WHAT THE TASK REQUIRES: Below are records to transcribe in full and unchanged; omit every picture.

Natural language region descriptions

------------------------------

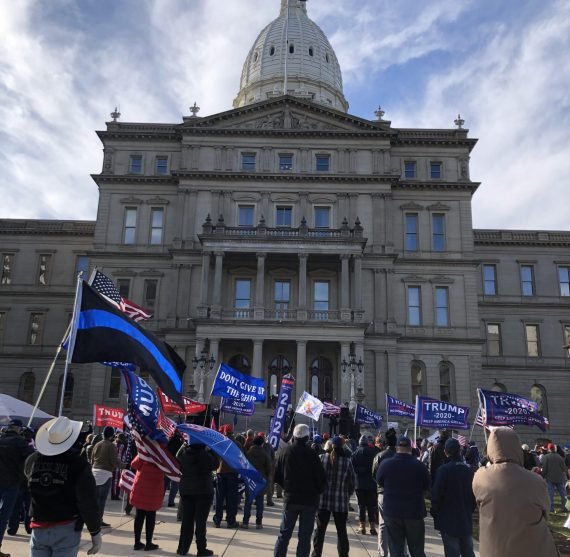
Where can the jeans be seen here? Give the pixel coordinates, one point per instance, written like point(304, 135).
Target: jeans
point(306, 516)
point(258, 509)
point(195, 509)
point(561, 491)
point(402, 530)
point(62, 541)
point(8, 496)
point(226, 490)
point(340, 520)
point(457, 547)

------------------------------

OUTPUT FOR THIS TASK:
Where can the jeans be seen here? Give the pixel coordinates, one point per instance, written like point(304, 135).
Target: jeans
point(306, 516)
point(258, 509)
point(195, 509)
point(561, 491)
point(402, 530)
point(62, 541)
point(8, 496)
point(226, 490)
point(340, 520)
point(457, 547)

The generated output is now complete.